Segment Start: TEXT FOR ANALYSIS

Monash University’s Associate Professor Udo Bach, his team from the Department of Materials Engineering and collaborators from CSIRO and the Australian Synchrotron have used an unconventional bottom-up strategy to fabricate nanostructures with gold nanoparticles.
The result is gold nanostructures with superior abilities that can be built into monitoring equipment to sense the presence of chemical and biological pollutants. They are 36 times more sensitive than current commercial sensing substrates. The gold nanostructures also have the ability to absorb light, which opens the way for improved absorption of solar energy into solar cells.
Two main strategies are used to fabricate nanostructures. Top-down is a conventional fabrication method where a bulk material is crafted to obtain smaller features, while the bottom-up method starts with nanoparticles to build a larger structure.
The researchers found the use of the bottom-up method gave them a new degree of freedom to control the placement of the nanoparticles.
“To exploit the full potential of novel materials, techniques need to be developed that allow us to integrate them into everyday devices such as solar panels and pollution monitoring equipment,” Associate Professor Bach said.
“Two levels of control are critical for such techniques: the ability to integrate nanoparticles into existing structures and the ability to control the orientation of these nanometre-sized building blocks to form ordered arrays.”

Segment End: TEXT FOR ANALYSIS

» ASSIGNED TASK A
In the text about gold nanostructures, replace "pollutants" with "contaminants" and write out the passage from "The result is" up to and including "a larger structure.".
» ASSIGNED TASK B
Extend the text about gold nanostructures by writing what comes after its last sentence.

Segment Start: THE DATA

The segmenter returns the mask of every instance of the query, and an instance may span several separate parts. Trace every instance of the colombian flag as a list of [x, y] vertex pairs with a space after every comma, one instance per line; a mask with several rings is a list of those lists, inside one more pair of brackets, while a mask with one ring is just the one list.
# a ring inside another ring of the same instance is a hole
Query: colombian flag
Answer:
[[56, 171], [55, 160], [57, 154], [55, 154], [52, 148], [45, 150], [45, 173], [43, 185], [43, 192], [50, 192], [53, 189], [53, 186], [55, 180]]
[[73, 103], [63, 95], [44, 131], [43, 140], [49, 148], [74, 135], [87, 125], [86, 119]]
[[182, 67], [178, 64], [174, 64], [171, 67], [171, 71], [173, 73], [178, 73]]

Segment End: THE DATA
Segment Start: THE DATA

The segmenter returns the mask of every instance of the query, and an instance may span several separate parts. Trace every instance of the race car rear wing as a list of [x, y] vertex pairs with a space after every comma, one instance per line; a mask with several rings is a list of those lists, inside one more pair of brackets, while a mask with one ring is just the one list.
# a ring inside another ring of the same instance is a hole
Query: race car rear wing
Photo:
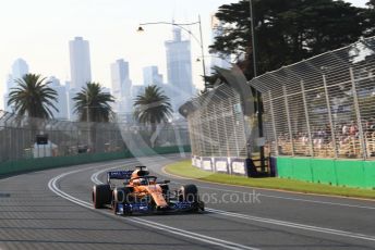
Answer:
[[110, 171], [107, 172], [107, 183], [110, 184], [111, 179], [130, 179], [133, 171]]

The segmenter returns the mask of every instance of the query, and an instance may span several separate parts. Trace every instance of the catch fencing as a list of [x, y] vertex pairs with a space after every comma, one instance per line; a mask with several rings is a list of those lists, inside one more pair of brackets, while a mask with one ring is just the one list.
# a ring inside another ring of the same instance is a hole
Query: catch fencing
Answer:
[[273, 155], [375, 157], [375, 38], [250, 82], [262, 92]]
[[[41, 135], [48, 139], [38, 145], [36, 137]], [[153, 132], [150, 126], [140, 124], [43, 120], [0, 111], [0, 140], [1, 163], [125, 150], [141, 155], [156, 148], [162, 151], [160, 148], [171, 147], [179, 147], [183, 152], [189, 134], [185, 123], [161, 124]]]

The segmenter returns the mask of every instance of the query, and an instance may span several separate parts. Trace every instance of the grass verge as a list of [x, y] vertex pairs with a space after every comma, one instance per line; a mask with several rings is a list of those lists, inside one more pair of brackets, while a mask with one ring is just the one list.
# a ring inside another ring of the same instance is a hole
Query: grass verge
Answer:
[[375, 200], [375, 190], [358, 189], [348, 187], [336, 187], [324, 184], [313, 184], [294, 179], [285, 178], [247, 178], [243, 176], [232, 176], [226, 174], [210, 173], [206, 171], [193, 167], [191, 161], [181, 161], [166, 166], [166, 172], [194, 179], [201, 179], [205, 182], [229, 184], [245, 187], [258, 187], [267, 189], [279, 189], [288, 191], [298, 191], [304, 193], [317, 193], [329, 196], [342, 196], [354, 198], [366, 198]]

Segment End: THE DATA
Segment Start: THE DATA

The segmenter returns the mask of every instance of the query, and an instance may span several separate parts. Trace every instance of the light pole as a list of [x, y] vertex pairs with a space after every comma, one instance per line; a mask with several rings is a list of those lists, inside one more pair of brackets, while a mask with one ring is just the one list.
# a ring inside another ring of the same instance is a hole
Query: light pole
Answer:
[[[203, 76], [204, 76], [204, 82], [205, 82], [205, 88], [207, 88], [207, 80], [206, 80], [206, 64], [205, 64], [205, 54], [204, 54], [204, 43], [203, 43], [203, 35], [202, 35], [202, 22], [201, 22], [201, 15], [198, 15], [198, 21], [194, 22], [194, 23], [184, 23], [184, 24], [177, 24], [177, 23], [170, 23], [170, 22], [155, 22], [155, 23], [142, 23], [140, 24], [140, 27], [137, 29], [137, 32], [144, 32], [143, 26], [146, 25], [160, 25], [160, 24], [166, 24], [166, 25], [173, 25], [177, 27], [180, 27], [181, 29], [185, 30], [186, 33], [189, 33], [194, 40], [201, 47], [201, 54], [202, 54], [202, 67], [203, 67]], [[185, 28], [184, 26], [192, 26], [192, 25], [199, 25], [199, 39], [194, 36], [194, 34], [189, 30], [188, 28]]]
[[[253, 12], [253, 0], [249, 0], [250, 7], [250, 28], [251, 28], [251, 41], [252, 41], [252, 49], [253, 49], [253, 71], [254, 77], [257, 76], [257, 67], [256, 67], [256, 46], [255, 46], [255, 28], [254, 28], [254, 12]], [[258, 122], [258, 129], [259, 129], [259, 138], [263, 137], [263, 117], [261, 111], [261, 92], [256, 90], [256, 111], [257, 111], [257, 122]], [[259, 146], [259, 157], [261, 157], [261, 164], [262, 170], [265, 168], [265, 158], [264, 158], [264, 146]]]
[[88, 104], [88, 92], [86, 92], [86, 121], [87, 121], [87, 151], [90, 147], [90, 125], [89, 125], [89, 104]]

Segment End: THE DATA

» ANSWER AREA A
The result is gold nanostructures with superior abilities that can be built into monitoring equipment to sense the presence of chemical and biological contaminants. They are 36 times more sensitive than current commercial sensing substrates. The gold nanostructures also have the ability to absorb light, which opens the way for improved absorption of solar energy into solar cells.
Two main strategies are used to fabricate nanostructures. Top-down is a conventional fabrication method where a bulk material is crafted to obtain smaller features, while the bottom-up method starts with nanoparticles to build a larger structure.

» ANSWER AREA B
Lead author and PhD candidate Thibaut Thai from the Department of Materials Engineering said the bottom-up method was like building with Lego…at the nanoscale.
“Tiny blocks of gold were joined together until the final structure was reached. Controlling the orientation of the nanorods allowed us to build more complex nanostructures,” Mr Thai said.
“By developing a way to control the assembly of the nanoparticles on surfaces, we were able to reduce the problem of integrating these nanostructures into functional applications.”
Associate Professor Bach said the use of these new arrays of nanoparticles would not be limited to sensor applications. The research team was now focusing on developing their properties in photonic circuits, which ultimately could lead to optical computing applications.
The Melbourne Centre for Nanofabrication and the Australian Synchrotron were both crucial in the success of this project.
The research findings were published in Angewandte Chemie with a Very Important Paper classification, a grading given to less than five per cent of the papers the journal publishes.